Extrait choisi:
========
Par Valério Arcary*
Pendant vingt ans, la dictature militaire a imposé la terreur d'État pour préserver la stabilité politique. La dictature a réduit au silence une génération. Persécutés des dizaines de milliers, arrêtés des milliers, tués des centaines.
Cinquante-six ans nous séparent de la terrible nuit du 31 mars 1964. Mais le terrible héritage de 1964 est toujours présent. Parce que le coup d'État de 1964 a été une défaite historique. Il est impossible de prédire ce que Bolsonaro pourrait faire. Des menaces d'un éventuel état de siège, en fonction de l'évolution tragiquement prévisible de la pandémie parmi nous, sont dans l'air. Toutes les libertés conquises au cours des trente-cinq dernières années sont donc potentiellement menacées.
L'anniversaire du putsch fait ressurgir la question anxieusement présente dans l'esprit de milliers de militants de gauche : comment a-t-il été possible pour nous d'arriver en 2020 dans cette situation ? Comment l'extrême droite, par l'intermédiaire d'un aventurier néo-fasciste, a-t-elle pu remporter la présidence par des élections ? Pouvons-nous conclure que nous avons subi une défaite historique ? Ou, en termes simples, quelle heure est-il ? Pour agir tous les jours, nous avons besoin de savoir quelle heure il est. Pour un militantisme révolutionnaire, nous devons savoir dans quelle situation nous nous trouvons.
L'argument de cet article est que nous sommes dans une situation réactionnaire, mais qu'une défaite historique n'a pas encore eu lieu. Mais la vérité est aussi que ce n'est qu'après quelques années de distance et de recul qu'il est possible d'évaluer, sans grandes marges d'erreur, si une défaite socio-politique était historique ou non.
Le marxisme travaille avec plusieurs niveaux de temporalités. Nous considérons des époques, des étapes, des situations, des conjonctures, à différents degrés d'abstraction. Nous sommes dans l'étape ouverte par une défaite historique en 1989/91, la restauration capitaliste. Au Brésil, la situation est réactionnaire depuis quelques années. Il y a deux semaines, nous sommes entrés dans une situation nouvelle, après le discours de Bolsonaro contre la quarantaine partielle mise en place dans la plupart des États.
Une défaite historique n'est pas un changement de circonstances. Cela signifie que le cadre structurel du rapport de forces social a été défavorablement modifié pendant une longue période. C'est une défaite beaucoup plus grave qu'une défaite électorale. Plus grave aussi qu'une défaite socio-politique. C'est la plus grave de toutes les défaites. Lorsqu'une défaite historique est précipitée, toute une génération perd l'espoir que la vie puisse changer grâce à la mobilisation politique collective. Il faudra qu'une nouvelle génération atteigne l'âge adulte, et mûrisse par l'expérience de la lutte sociale.
========
Exercice 1: Citez le texte sur le coup d'État de 1964 depuis "Cinquante-six ans nous" jusqu'à "donc potentiellement menacées.", ce dernier passage compris.
========
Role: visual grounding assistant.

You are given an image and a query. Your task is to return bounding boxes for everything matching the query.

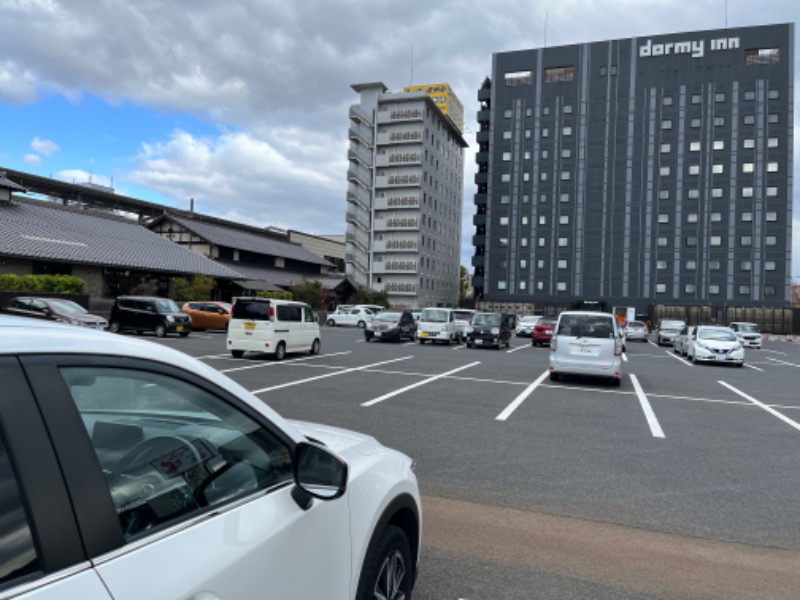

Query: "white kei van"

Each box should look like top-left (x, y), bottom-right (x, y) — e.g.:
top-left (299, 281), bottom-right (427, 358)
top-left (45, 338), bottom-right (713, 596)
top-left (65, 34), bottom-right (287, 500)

top-left (228, 297), bottom-right (320, 360)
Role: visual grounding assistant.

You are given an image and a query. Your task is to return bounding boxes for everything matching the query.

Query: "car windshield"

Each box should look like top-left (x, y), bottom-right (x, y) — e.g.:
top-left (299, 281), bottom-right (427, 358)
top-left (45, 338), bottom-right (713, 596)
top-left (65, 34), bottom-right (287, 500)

top-left (697, 329), bottom-right (736, 342)
top-left (419, 309), bottom-right (448, 323)
top-left (373, 311), bottom-right (403, 323)
top-left (472, 314), bottom-right (501, 327)
top-left (50, 300), bottom-right (89, 315)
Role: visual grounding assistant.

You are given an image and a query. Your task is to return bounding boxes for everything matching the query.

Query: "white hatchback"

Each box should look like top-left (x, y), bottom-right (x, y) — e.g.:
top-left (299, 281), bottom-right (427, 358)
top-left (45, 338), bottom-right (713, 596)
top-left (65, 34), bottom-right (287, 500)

top-left (0, 316), bottom-right (421, 600)
top-left (550, 311), bottom-right (622, 385)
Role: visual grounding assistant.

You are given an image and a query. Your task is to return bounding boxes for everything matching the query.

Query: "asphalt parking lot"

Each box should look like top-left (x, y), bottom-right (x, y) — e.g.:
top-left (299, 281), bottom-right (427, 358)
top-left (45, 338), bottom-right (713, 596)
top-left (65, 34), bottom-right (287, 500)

top-left (153, 327), bottom-right (800, 600)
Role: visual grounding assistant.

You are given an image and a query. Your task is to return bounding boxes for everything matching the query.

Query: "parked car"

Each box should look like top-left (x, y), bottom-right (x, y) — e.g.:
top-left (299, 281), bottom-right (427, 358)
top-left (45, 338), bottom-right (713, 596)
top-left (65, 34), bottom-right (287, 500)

top-left (550, 311), bottom-right (622, 386)
top-left (531, 318), bottom-right (557, 346)
top-left (730, 321), bottom-right (762, 350)
top-left (181, 300), bottom-right (233, 330)
top-left (6, 296), bottom-right (108, 329)
top-left (326, 306), bottom-right (375, 329)
top-left (0, 315), bottom-right (421, 600)
top-left (364, 310), bottom-right (417, 342)
top-left (467, 313), bottom-right (516, 348)
top-left (624, 321), bottom-right (649, 342)
top-left (108, 296), bottom-right (192, 337)
top-left (514, 315), bottom-right (542, 337)
top-left (686, 325), bottom-right (744, 367)
top-left (227, 296), bottom-right (321, 360)
top-left (656, 319), bottom-right (686, 346)
top-left (672, 326), bottom-right (696, 356)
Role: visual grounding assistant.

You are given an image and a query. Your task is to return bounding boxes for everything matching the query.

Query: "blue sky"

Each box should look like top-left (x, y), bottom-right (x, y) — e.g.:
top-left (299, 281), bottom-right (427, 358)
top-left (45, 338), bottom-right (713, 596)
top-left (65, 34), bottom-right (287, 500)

top-left (0, 0), bottom-right (800, 279)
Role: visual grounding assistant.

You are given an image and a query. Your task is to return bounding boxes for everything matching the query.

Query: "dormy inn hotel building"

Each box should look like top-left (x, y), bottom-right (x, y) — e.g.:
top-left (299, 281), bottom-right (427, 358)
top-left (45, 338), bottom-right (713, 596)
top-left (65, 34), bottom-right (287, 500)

top-left (472, 24), bottom-right (794, 313)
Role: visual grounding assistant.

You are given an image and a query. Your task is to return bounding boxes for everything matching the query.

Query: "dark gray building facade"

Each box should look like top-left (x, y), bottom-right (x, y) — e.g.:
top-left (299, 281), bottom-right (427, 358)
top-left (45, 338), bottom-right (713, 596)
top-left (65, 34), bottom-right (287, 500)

top-left (473, 24), bottom-right (794, 313)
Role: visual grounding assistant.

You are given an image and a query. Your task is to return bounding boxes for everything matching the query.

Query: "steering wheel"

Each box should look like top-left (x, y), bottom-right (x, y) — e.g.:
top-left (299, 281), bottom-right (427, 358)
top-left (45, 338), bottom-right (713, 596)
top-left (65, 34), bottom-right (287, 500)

top-left (114, 435), bottom-right (203, 479)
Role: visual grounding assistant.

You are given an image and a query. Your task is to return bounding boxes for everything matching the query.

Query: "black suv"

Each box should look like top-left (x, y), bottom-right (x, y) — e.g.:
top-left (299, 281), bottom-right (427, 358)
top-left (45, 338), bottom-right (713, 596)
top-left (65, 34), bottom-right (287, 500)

top-left (467, 313), bottom-right (516, 348)
top-left (108, 296), bottom-right (192, 337)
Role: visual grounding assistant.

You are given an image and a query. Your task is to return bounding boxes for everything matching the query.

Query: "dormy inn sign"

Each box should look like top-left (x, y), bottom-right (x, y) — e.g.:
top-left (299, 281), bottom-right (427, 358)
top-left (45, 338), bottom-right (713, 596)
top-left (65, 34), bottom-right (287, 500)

top-left (639, 38), bottom-right (739, 58)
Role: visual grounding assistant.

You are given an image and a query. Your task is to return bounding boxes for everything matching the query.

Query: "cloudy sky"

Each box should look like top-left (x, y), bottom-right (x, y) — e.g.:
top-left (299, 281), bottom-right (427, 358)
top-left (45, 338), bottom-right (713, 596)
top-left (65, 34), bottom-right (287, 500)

top-left (0, 0), bottom-right (800, 279)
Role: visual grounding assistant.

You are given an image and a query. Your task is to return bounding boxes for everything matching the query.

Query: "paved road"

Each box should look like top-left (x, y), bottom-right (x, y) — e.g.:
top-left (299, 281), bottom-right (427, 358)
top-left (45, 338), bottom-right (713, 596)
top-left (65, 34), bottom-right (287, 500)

top-left (153, 328), bottom-right (800, 600)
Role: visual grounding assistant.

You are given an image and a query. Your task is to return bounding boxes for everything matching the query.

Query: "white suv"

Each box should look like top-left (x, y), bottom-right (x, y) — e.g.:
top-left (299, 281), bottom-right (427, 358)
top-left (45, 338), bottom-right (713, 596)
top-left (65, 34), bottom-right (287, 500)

top-left (0, 316), bottom-right (421, 600)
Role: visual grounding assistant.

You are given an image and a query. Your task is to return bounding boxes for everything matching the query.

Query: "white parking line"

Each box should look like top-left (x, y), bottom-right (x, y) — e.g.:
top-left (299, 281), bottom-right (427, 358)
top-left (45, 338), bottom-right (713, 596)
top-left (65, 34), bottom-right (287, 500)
========
Exercice 2: Combien de lignes des données ci-dessus contiennent la chaîne "parking" ? La casse compte ; indiquez seulement le nombre.

Réponse rédigée 1:
Cinquante-six ans nous séparent de la terrible nuit du 31 mars 1964. Mais le terrible héritage de 1964 est toujours présent. Parce que le coup d'État de 1964 a été une défaite historique. Il est impossible de prédire ce que Bolsonaro pourrait faire. Des menaces d'un éventuel état de siège, en fonction de l'évolution tragiquement prévisible de la pandémie parmi nous, sont dans l'air. Toutes les libertés conquises au cours des trente-cinq dernières années sont donc potentiellement menacées.

Réponse rédigée 2: 2